**Location labeling records:**
☆ ☆ ☆ ☆ ☆ ☆ ☆

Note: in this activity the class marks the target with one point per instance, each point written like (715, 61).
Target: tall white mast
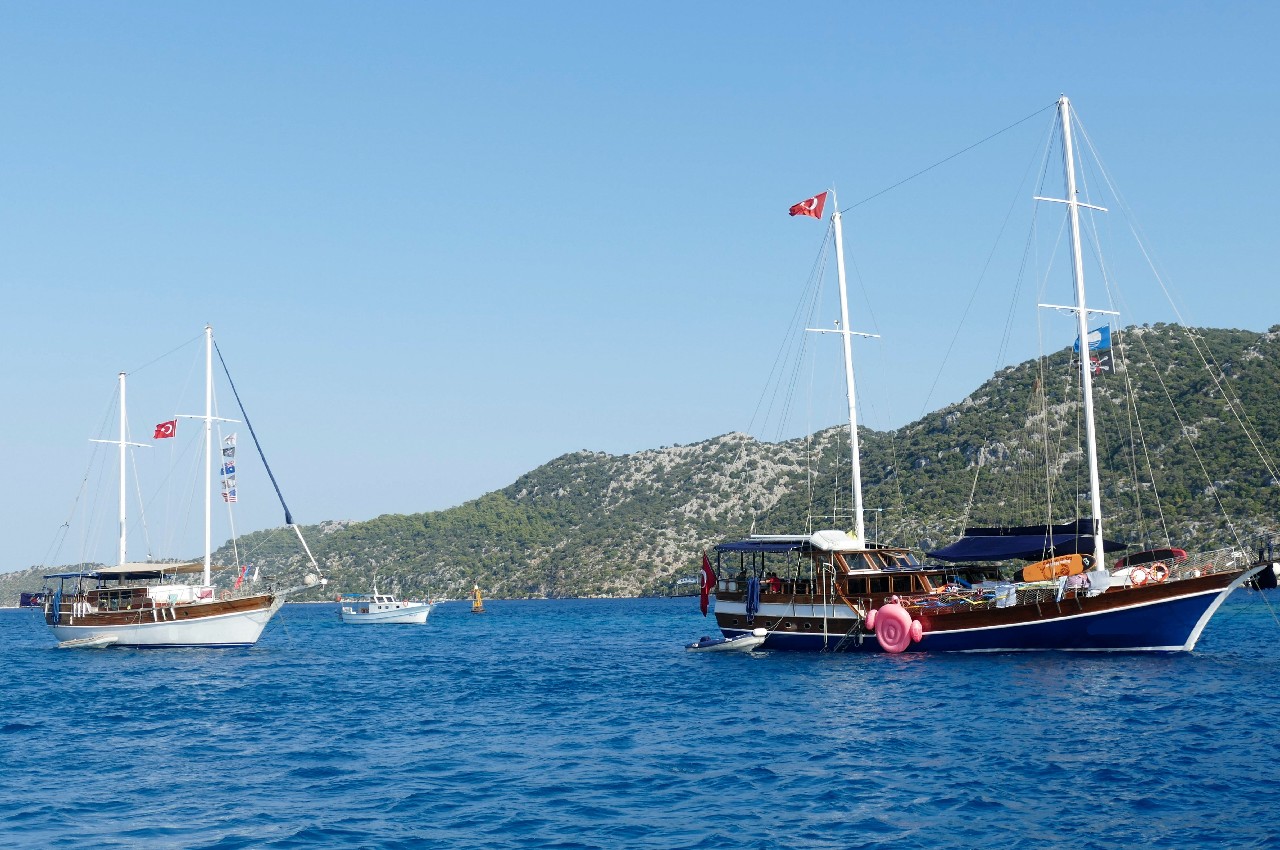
(1082, 323)
(123, 443)
(123, 551)
(856, 473)
(209, 451)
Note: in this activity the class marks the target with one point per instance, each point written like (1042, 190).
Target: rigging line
(1142, 439)
(1191, 443)
(944, 161)
(155, 360)
(288, 517)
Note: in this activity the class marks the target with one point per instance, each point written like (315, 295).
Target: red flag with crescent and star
(812, 208)
(708, 581)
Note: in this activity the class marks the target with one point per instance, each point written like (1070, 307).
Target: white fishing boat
(831, 590)
(383, 608)
(155, 603)
(90, 641)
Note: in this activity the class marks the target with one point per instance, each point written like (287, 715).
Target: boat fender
(895, 630)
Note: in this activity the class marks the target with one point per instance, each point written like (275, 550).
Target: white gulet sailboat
(155, 604)
(835, 590)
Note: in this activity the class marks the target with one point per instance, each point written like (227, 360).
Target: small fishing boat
(92, 641)
(384, 608)
(741, 643)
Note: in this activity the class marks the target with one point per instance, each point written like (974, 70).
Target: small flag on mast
(812, 208)
(708, 583)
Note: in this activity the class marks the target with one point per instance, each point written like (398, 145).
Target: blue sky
(442, 245)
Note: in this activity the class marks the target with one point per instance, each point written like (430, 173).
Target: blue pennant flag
(1100, 339)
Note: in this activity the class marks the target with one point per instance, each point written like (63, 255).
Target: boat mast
(856, 474)
(123, 443)
(1082, 321)
(209, 451)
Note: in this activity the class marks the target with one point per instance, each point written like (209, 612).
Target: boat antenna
(845, 333)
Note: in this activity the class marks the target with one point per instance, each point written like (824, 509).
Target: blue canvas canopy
(1025, 543)
(777, 544)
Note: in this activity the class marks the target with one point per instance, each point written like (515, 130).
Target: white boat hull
(412, 615)
(233, 629)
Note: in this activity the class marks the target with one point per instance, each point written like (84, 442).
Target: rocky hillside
(594, 524)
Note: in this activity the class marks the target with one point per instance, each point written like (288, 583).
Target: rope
(942, 161)
(288, 517)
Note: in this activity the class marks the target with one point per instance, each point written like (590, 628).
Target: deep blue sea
(585, 723)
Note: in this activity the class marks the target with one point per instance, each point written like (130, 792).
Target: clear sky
(444, 243)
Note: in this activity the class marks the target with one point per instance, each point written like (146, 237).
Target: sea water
(585, 723)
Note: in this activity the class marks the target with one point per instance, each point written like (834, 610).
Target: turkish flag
(810, 208)
(708, 581)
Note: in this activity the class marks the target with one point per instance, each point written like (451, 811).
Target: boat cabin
(828, 565)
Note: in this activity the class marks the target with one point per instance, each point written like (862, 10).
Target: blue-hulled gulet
(837, 592)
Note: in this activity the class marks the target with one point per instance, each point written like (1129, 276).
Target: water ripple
(584, 725)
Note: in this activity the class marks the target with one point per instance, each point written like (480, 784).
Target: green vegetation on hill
(593, 524)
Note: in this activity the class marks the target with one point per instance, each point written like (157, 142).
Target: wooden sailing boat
(845, 593)
(151, 604)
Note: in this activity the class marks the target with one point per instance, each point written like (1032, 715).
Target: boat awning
(824, 540)
(1025, 543)
(131, 571)
(752, 544)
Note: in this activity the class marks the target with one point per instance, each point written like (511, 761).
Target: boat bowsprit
(741, 643)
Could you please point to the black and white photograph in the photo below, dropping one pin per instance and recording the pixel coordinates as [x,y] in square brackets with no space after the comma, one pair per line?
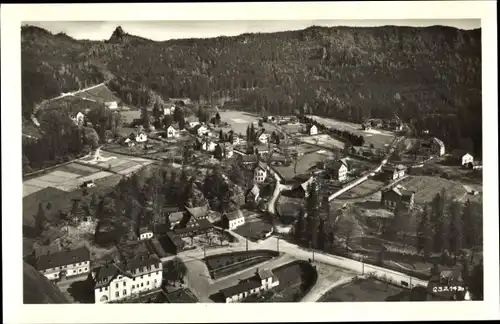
[253,161]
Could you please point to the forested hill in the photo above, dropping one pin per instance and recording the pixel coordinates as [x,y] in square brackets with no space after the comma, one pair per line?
[430,76]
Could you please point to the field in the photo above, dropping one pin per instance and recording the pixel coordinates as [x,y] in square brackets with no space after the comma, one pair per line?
[361,290]
[379,138]
[222,265]
[364,190]
[426,187]
[305,164]
[254,230]
[323,140]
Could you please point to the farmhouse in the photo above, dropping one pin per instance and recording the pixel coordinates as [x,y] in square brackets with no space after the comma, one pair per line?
[233,219]
[113,105]
[262,281]
[432,146]
[393,172]
[391,197]
[64,264]
[145,233]
[252,194]
[312,130]
[259,174]
[264,138]
[130,277]
[338,169]
[462,157]
[172,132]
[141,137]
[78,119]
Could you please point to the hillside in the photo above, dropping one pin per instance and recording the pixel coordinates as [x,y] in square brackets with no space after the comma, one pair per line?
[38,290]
[429,76]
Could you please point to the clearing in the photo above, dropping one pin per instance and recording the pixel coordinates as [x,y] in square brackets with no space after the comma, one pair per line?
[361,290]
[426,187]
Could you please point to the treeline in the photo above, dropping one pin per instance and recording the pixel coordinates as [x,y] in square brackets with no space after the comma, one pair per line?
[351,138]
[342,72]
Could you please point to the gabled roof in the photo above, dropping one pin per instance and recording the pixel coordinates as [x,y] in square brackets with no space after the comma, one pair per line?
[237,214]
[61,258]
[197,211]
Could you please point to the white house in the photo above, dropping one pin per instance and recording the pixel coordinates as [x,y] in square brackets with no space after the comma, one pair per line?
[111,105]
[208,146]
[313,130]
[202,130]
[264,138]
[432,146]
[117,281]
[64,263]
[234,219]
[141,138]
[259,174]
[262,281]
[339,170]
[462,157]
[78,119]
[145,233]
[172,132]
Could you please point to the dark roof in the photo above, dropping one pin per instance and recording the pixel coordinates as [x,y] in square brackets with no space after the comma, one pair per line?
[198,211]
[62,258]
[234,215]
[176,217]
[182,296]
[242,287]
[175,239]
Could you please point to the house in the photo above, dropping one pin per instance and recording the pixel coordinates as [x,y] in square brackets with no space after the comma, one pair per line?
[390,172]
[233,219]
[248,159]
[392,196]
[63,264]
[338,170]
[432,146]
[264,138]
[224,149]
[172,132]
[130,277]
[175,218]
[145,233]
[312,130]
[462,157]
[262,281]
[252,194]
[141,138]
[259,174]
[174,242]
[78,119]
[113,105]
[195,228]
[208,145]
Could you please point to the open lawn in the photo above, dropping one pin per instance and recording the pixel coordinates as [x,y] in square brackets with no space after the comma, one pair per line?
[426,188]
[305,164]
[361,290]
[323,140]
[254,230]
[379,138]
[364,190]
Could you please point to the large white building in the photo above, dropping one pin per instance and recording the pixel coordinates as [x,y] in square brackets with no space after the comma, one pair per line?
[63,264]
[118,281]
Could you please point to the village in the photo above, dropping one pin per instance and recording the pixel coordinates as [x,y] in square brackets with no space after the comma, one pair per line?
[249,180]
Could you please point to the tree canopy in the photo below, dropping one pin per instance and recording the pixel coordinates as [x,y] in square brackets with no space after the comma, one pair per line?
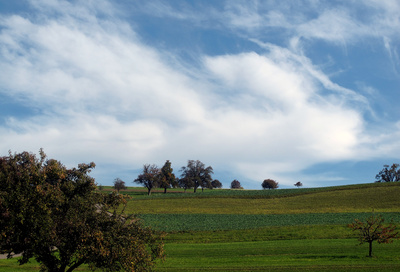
[167,177]
[119,184]
[389,174]
[372,229]
[216,184]
[269,184]
[197,174]
[149,177]
[55,215]
[298,184]
[235,184]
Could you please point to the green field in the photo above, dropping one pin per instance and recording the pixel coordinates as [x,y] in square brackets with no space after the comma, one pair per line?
[266,230]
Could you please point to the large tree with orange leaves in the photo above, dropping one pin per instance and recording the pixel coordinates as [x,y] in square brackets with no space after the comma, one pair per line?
[55,215]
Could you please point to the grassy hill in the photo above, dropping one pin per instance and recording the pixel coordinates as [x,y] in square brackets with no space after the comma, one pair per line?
[301,229]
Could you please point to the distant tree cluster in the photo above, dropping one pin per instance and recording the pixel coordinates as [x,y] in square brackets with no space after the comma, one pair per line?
[389,173]
[193,176]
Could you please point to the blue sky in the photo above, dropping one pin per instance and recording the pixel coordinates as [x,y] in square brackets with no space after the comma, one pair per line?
[291,90]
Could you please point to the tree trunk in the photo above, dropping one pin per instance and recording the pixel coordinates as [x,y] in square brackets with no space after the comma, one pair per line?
[370,249]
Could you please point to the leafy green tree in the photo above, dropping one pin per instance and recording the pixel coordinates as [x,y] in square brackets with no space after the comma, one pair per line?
[149,177]
[197,174]
[235,184]
[216,183]
[55,215]
[269,184]
[119,184]
[372,229]
[167,177]
[389,174]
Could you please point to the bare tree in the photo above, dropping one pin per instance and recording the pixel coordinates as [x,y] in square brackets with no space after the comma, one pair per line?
[372,229]
[149,177]
[270,184]
[119,184]
[298,184]
[389,174]
[235,184]
[198,174]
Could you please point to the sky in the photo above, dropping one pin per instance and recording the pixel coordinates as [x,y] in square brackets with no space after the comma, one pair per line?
[289,90]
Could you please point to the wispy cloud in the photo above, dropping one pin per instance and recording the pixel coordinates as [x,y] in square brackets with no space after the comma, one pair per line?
[105,95]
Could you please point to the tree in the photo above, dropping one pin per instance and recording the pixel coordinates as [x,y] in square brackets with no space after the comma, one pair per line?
[167,178]
[235,184]
[119,184]
[216,183]
[389,174]
[269,184]
[298,184]
[198,174]
[372,229]
[55,215]
[149,177]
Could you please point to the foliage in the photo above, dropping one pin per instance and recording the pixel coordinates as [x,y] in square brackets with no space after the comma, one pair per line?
[119,184]
[269,184]
[235,184]
[167,177]
[54,215]
[387,174]
[149,177]
[372,229]
[298,184]
[185,183]
[198,174]
[216,184]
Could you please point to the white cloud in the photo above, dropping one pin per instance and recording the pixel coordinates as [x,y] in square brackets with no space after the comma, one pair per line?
[107,97]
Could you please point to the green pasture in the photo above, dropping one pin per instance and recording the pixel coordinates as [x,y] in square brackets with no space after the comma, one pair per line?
[202,222]
[265,230]
[379,198]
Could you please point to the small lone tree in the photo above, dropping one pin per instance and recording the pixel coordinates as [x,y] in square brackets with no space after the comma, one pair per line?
[56,216]
[235,184]
[167,177]
[149,177]
[269,184]
[185,183]
[298,184]
[197,174]
[119,184]
[216,184]
[372,229]
[389,174]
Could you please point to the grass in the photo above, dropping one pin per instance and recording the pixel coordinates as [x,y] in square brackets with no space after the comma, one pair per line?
[201,222]
[265,230]
[364,199]
[281,255]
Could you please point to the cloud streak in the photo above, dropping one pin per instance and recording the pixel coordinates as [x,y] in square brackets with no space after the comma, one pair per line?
[102,94]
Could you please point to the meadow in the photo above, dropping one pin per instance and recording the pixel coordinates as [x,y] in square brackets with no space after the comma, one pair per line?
[266,230]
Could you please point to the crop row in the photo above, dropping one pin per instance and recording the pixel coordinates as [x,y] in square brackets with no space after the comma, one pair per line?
[213,222]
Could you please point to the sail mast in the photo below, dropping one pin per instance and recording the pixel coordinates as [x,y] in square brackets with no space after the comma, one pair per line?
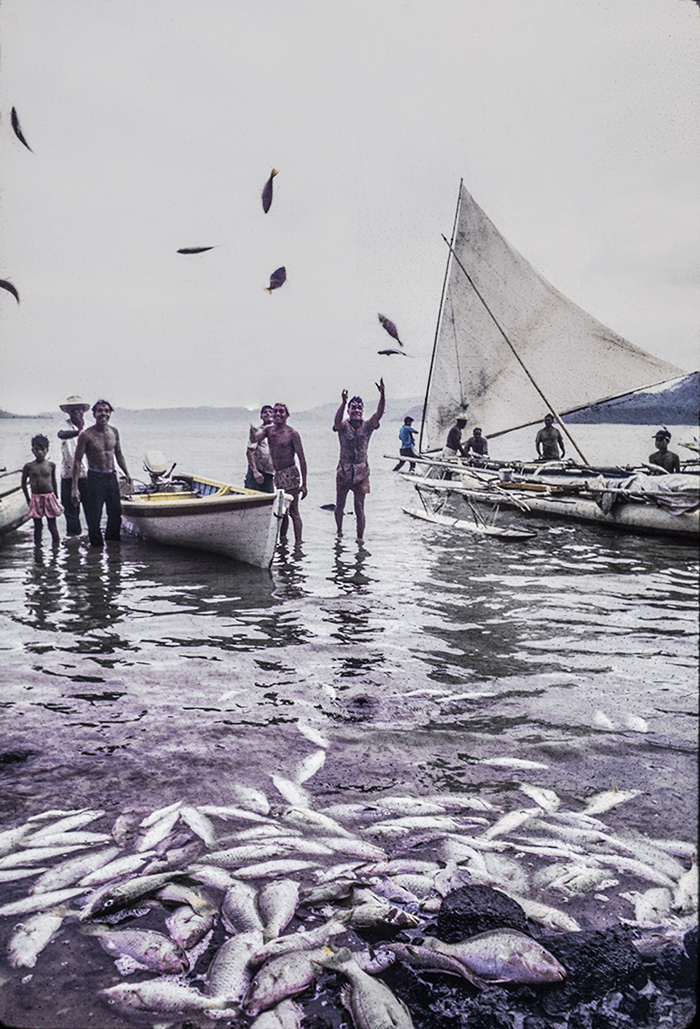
[440,318]
[515,353]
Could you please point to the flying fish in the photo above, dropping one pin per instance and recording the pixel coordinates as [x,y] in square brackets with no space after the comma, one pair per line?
[267,191]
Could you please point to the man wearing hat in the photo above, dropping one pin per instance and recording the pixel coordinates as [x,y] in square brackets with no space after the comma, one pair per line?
[662,456]
[406,434]
[75,407]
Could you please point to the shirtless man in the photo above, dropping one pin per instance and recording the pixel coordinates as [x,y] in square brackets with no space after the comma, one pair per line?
[285,446]
[353,470]
[662,456]
[100,445]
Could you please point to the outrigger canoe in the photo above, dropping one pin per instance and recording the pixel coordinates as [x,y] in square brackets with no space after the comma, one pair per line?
[204,515]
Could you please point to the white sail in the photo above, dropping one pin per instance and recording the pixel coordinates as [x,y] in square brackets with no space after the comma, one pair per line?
[500,320]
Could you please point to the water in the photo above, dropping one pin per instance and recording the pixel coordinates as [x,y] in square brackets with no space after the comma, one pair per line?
[141,675]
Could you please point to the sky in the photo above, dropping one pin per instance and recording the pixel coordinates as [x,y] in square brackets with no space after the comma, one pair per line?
[153,125]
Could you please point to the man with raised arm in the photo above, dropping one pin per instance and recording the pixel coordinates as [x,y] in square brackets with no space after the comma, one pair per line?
[353,469]
[100,445]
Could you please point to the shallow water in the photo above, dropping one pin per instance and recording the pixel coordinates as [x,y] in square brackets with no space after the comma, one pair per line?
[141,675]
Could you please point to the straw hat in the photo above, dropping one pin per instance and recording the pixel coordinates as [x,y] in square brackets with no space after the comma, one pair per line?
[74,401]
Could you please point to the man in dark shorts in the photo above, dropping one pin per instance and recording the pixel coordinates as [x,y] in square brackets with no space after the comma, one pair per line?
[662,456]
[353,470]
[285,449]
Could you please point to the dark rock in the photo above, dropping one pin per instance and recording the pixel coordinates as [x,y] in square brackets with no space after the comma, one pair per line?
[596,962]
[469,910]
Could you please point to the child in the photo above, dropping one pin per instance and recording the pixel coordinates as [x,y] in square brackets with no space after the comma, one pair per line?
[43,502]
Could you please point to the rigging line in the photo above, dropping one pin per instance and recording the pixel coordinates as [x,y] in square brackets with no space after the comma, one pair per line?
[440,316]
[517,355]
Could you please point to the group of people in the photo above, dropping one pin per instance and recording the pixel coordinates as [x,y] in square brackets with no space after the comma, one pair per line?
[89,477]
[275,461]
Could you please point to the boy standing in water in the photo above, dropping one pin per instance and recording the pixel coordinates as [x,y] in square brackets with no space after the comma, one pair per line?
[40,474]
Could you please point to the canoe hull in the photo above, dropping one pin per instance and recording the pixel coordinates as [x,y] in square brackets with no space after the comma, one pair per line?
[240,524]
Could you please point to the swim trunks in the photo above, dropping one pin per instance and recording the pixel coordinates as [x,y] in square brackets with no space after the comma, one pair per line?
[288,478]
[44,505]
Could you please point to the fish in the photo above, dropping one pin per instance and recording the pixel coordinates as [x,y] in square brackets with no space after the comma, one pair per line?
[267,191]
[286,1015]
[39,901]
[503,956]
[73,870]
[229,974]
[390,328]
[277,902]
[608,799]
[150,949]
[187,927]
[277,279]
[281,978]
[239,911]
[31,936]
[162,995]
[370,1001]
[291,791]
[310,766]
[16,128]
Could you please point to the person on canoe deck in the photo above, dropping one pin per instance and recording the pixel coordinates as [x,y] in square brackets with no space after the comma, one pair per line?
[662,456]
[75,407]
[453,446]
[39,474]
[100,445]
[353,469]
[477,442]
[406,434]
[260,472]
[549,440]
[285,450]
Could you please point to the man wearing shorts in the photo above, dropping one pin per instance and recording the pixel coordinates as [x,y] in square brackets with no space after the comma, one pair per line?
[353,470]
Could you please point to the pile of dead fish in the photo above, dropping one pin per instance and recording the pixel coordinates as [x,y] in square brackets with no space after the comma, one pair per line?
[241,908]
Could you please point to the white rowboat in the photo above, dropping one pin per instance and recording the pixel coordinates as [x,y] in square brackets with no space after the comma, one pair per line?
[204,515]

☆ ☆ ☆ ☆ ☆ ☆ ☆

**GOAL OF THE EXERCISE:** Reproduce word for word the stretch of the material from the line containing "like (398, 145)." through the line containing "(1100, 339)", including both of those lines.

**RESPONSE TO THE TASK:**
Note: in this activity the class marks the target with one point per instance, each point written like (398, 145).
Target: blue sky
(442, 245)
Note: in this activity the class marks the target with one point per instance, each point written like (430, 173).
Target: blue pennant flag
(1100, 339)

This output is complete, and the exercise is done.